Click here to return to the main site.

Book Review


Book Cover

King of Hell

 

Author: Christopher Golden
Publisher: Simon & Schuster
RRP: £7.99, US $12.95
ISBN: 978 0 85720 967 2
Publication Date: 16 January 2014


Peter Octavian has been many things in his long life, a vampire defender of Constantinople, part angel, part devil and part human he has spent a thousand years in hell losing his mind before transforming into a powerful mage. Rescued from hell by his friends, Octavian still holds on the guilt over how many of them found themselves trapped in hell, so that he could escape. When the world changed around him, making him almost an anachronism, his mind turns to his missing friends...

King of Hell is the ultimate, for now, Peter Octavian novel from Christopher Golden and last of the seven book Shadow saga.
------
| TASK REQUIREMENTS |
[1] In the King of Hell book review, how long did Peter Octavian spend in hell?
[2] Carry on the King of Hell book review from its final sentence.

(Segmentation dataset excerpts)
------
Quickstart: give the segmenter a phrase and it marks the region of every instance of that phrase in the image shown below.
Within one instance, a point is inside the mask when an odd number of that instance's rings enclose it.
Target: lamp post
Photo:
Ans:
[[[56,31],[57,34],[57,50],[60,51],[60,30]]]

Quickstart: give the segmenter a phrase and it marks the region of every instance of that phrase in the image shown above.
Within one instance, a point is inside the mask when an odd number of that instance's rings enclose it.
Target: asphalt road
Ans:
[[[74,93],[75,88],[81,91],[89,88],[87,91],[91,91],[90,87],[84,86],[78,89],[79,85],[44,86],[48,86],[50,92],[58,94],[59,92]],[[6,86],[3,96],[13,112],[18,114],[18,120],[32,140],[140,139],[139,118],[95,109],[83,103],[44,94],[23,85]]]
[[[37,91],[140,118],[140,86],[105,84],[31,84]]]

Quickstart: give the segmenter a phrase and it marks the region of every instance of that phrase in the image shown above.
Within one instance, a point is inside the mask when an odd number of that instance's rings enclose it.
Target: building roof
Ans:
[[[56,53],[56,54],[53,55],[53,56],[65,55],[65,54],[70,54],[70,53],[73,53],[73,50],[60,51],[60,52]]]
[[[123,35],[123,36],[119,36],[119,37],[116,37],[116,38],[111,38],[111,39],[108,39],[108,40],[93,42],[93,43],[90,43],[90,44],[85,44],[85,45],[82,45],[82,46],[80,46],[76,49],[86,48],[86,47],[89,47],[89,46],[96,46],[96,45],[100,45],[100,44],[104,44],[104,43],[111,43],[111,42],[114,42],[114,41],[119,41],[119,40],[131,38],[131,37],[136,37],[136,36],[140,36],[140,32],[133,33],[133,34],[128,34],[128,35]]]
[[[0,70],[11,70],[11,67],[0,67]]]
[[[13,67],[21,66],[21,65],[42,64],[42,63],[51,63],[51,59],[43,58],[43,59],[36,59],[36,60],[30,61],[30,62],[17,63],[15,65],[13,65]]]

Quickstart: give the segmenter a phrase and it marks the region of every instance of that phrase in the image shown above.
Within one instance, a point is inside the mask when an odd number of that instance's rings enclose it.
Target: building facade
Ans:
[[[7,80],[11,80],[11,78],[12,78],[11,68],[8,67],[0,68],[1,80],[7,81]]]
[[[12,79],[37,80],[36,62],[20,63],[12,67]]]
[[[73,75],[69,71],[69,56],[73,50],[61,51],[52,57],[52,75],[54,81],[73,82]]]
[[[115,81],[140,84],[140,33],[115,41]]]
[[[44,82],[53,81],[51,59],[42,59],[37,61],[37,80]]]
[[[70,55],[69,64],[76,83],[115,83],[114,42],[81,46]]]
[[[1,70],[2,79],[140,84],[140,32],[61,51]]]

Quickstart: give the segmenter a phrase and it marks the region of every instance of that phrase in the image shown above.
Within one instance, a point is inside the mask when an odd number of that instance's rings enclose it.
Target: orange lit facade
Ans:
------
| RESPONSES |
[1] A thousand years.

[2]
For fans of Golden, and I count myself amongst that number, he has not only delivered a satisfying conclusion to the series, but has through some wonderful sleight of hand been able to link it to a number of his other series and characters.

Stories have always been the way we make sense of the world and some stories seem to have more resonance with humans than others. A decent into hell is not a new story as such. Orpheus descended into hell for much the same reason as Octavian, to save his beloved wife, Eurydice, a story more than two thousand years old. It didn’t work out well for Orpheus and I will let the reader discover if Octavian shares a similar fate.

So, if the journey isn’t original we need to fall back on the author’s ability to add new twists and interesting concepts. In this, Golden excels, in some ways his hell has a traditional feel, replete with demons and tortured souls. However, his idea of hell is very different to a traditional view of hell somehow being beneath us, waiting to gobble up those not found worthy of heaven.

Here is a worse hell where only the evil - and what is worse, those who feel themselves deserving of nothing but torment - are confined. Here hell is just one location in a multiverse and personally the idea is intriguing enough that I would like to see Golden expand on this idea.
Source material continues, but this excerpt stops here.